• [Brief]:
Retype only what runs from the first line of the records to the line with "x=247 y=245", inclusive, and no pictures.

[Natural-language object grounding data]
┌──
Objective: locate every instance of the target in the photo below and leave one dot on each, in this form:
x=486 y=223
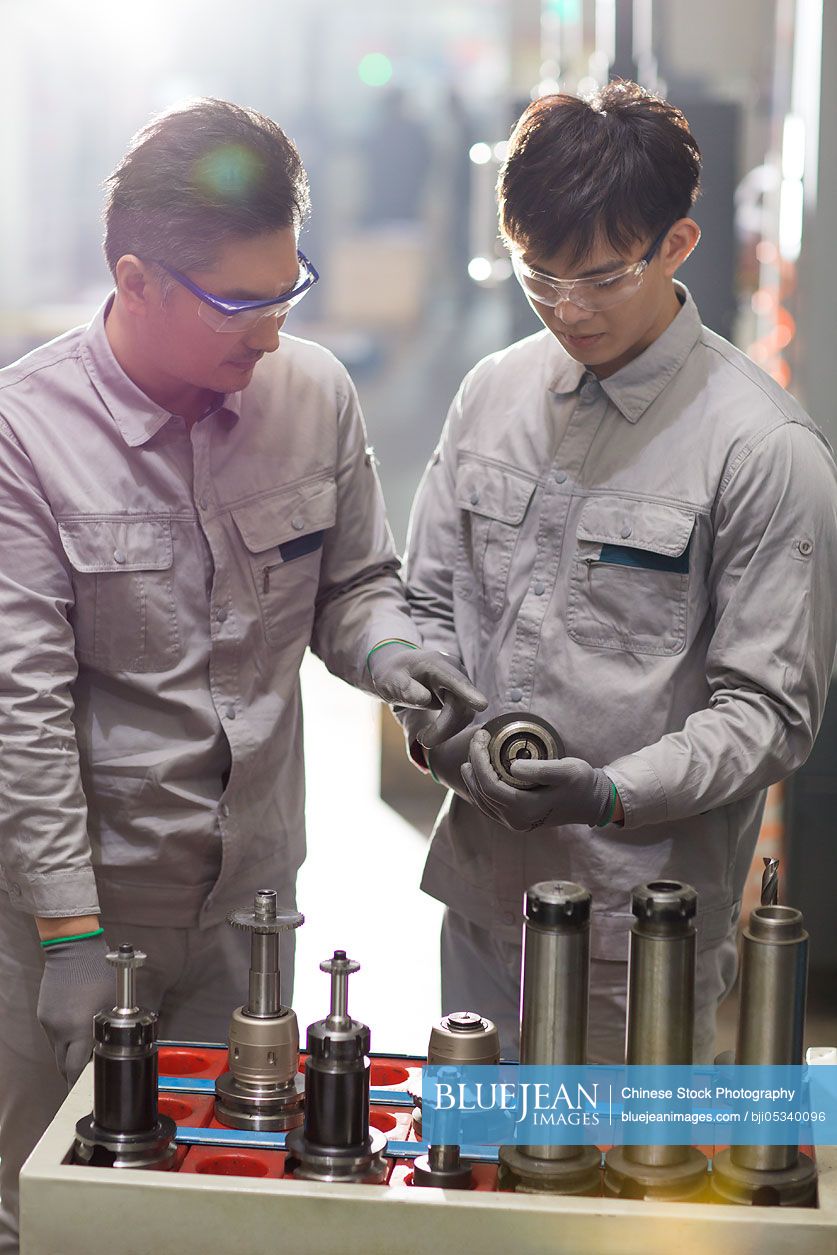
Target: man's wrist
x=67 y=926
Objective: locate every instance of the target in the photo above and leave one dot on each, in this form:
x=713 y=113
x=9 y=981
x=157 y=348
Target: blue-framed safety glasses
x=236 y=316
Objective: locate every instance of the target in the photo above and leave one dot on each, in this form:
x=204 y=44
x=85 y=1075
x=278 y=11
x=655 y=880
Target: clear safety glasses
x=236 y=316
x=589 y=294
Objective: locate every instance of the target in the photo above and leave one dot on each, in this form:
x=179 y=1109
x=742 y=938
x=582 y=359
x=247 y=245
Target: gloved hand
x=570 y=791
x=426 y=679
x=446 y=762
x=77 y=983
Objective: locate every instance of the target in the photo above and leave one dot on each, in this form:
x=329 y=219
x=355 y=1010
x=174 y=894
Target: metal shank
x=772 y=1009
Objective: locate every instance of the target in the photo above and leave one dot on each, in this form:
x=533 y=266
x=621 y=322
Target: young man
x=629 y=530
x=182 y=512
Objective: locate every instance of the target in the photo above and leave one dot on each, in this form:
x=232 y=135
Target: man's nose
x=570 y=313
x=264 y=336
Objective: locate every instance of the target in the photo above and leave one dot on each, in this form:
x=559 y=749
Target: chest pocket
x=630 y=582
x=492 y=502
x=284 y=535
x=124 y=615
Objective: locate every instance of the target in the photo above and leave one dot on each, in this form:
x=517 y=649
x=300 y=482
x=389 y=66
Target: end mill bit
x=771 y=882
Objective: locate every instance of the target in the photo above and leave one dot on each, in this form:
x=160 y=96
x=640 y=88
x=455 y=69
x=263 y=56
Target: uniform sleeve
x=432 y=542
x=772 y=589
x=44 y=846
x=360 y=598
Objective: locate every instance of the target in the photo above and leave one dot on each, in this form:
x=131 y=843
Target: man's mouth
x=581 y=341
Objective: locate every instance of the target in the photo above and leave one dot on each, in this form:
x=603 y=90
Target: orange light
x=763 y=301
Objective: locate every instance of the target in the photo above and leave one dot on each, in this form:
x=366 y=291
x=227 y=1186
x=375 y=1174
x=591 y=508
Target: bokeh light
x=375 y=69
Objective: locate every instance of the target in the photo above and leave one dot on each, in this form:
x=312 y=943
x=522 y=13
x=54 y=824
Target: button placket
x=550 y=546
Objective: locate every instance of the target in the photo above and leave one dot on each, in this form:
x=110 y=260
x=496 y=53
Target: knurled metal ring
x=282 y=921
x=523 y=737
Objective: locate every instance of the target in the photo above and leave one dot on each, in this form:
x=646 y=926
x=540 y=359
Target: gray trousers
x=481 y=973
x=193 y=978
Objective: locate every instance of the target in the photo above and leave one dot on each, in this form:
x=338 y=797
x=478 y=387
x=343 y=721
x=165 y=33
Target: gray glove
x=570 y=791
x=426 y=679
x=77 y=983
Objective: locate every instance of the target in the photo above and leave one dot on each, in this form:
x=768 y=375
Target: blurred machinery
x=358 y=1126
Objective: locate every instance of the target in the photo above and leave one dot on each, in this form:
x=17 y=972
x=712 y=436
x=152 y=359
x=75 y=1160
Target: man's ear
x=136 y=284
x=680 y=241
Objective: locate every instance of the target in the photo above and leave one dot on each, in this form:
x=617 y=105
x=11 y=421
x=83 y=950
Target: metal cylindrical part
x=335 y=1141
x=521 y=738
x=126 y=990
x=556 y=978
x=556 y=974
x=262 y=1000
x=124 y=1127
x=124 y=1092
x=466 y=1038
x=772 y=1009
x=661 y=989
x=336 y=1103
x=339 y=997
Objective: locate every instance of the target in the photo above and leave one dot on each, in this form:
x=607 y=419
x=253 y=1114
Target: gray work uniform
x=158 y=587
x=649 y=562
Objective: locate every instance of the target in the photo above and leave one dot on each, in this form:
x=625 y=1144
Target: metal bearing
x=521 y=737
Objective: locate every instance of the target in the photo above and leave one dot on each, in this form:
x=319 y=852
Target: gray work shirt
x=158 y=587
x=649 y=562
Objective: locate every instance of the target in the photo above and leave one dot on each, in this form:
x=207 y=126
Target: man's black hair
x=197 y=176
x=619 y=167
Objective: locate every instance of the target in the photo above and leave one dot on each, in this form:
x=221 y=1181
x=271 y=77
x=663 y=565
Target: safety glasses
x=236 y=316
x=589 y=294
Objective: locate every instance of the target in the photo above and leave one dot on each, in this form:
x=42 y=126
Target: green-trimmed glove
x=424 y=679
x=77 y=983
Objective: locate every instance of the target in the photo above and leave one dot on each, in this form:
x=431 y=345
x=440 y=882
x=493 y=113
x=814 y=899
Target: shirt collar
x=137 y=417
x=633 y=388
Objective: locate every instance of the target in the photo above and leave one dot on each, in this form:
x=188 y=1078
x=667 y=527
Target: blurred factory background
x=400 y=113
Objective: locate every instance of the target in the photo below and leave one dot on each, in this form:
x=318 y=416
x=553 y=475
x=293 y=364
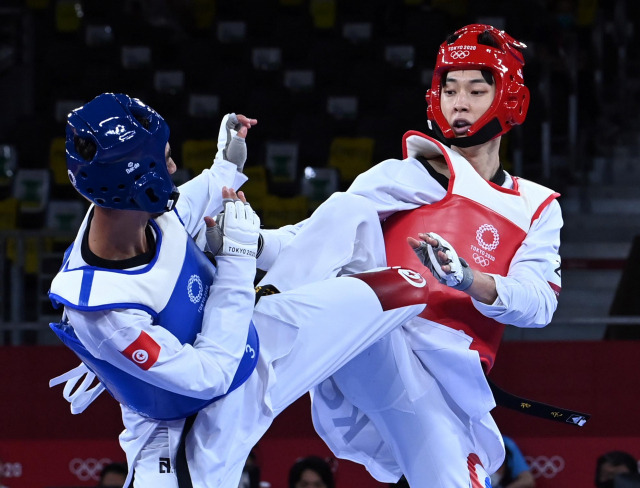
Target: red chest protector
x=485 y=239
x=485 y=223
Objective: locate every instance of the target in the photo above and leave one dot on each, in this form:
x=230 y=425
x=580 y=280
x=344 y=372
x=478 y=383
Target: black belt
x=537 y=409
x=182 y=468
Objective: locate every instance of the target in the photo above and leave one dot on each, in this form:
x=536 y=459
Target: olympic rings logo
x=480 y=237
x=195 y=298
x=140 y=356
x=88 y=469
x=481 y=260
x=547 y=467
x=459 y=54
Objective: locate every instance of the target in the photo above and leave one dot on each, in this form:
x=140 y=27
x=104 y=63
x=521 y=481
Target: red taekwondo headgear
x=463 y=51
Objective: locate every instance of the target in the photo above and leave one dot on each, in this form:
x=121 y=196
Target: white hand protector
x=460 y=277
x=236 y=232
x=231 y=147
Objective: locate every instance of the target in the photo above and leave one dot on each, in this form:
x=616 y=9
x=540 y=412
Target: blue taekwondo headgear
x=128 y=170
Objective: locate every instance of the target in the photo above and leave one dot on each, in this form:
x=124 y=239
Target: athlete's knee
x=349 y=207
x=396 y=287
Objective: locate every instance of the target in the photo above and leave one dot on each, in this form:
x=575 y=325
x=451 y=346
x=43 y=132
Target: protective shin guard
x=396 y=287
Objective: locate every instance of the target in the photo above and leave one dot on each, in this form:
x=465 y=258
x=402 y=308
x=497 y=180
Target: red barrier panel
x=43 y=445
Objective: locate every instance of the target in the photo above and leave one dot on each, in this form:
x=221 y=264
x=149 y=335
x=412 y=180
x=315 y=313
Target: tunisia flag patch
x=144 y=351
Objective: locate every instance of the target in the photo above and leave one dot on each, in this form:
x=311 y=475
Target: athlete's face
x=171 y=165
x=310 y=479
x=465 y=97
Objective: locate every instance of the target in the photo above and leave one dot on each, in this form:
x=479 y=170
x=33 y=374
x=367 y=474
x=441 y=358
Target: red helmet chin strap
x=504 y=60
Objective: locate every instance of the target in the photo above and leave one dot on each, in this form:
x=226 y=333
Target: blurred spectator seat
x=8 y=164
x=8 y=213
x=318 y=184
x=31 y=188
x=282 y=161
x=198 y=154
x=351 y=156
x=283 y=211
x=68 y=15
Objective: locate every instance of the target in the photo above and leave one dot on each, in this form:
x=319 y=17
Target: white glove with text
x=460 y=277
x=231 y=146
x=236 y=231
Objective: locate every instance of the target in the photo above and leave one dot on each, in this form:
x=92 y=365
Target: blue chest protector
x=181 y=314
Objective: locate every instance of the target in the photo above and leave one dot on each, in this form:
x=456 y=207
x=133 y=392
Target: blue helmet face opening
x=115 y=148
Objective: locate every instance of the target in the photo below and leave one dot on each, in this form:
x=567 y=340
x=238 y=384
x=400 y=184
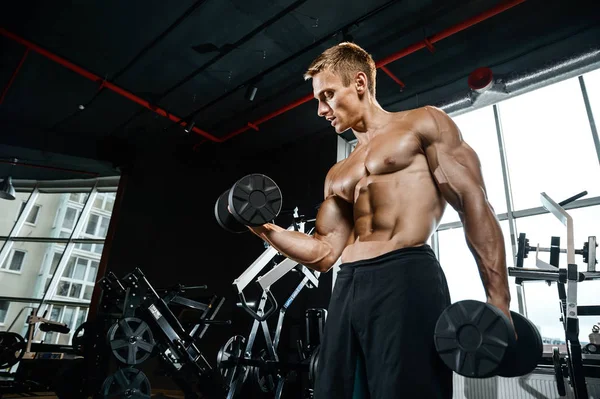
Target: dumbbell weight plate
x=227 y=361
x=225 y=218
x=524 y=357
x=126 y=383
x=255 y=200
x=472 y=338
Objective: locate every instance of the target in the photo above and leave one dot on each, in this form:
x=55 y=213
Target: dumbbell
x=476 y=340
x=253 y=200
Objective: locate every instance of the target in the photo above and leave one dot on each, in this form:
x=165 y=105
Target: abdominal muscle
x=393 y=211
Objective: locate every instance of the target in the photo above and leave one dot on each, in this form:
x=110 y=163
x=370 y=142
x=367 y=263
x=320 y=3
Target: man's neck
x=374 y=118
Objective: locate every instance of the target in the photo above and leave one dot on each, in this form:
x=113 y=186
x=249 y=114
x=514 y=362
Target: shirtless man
x=381 y=206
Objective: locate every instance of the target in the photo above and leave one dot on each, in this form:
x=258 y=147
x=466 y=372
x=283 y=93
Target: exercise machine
x=237 y=359
x=567 y=280
x=145 y=325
└──
• [Output of the task]:
Objective: locate every instance of the target in the photo below and leave one dot on each, in this form:
x=486 y=223
Target: man's wrist
x=67 y=926
Objective: locate every instance of the target in the photo above and leave one dot on each, in this form:
x=713 y=113
x=9 y=981
x=157 y=348
Target: blue-framed safety glasses
x=236 y=316
Objective: locate every instance of the target in the photo above and leave one dot on each, in this form:
x=204 y=44
x=85 y=1075
x=278 y=11
x=655 y=880
Target: clear safety glasses
x=236 y=316
x=589 y=294
Objective: locate every instance of the target in the photo above and leave one dot on each, in this form:
x=179 y=1109
x=742 y=938
x=582 y=359
x=247 y=245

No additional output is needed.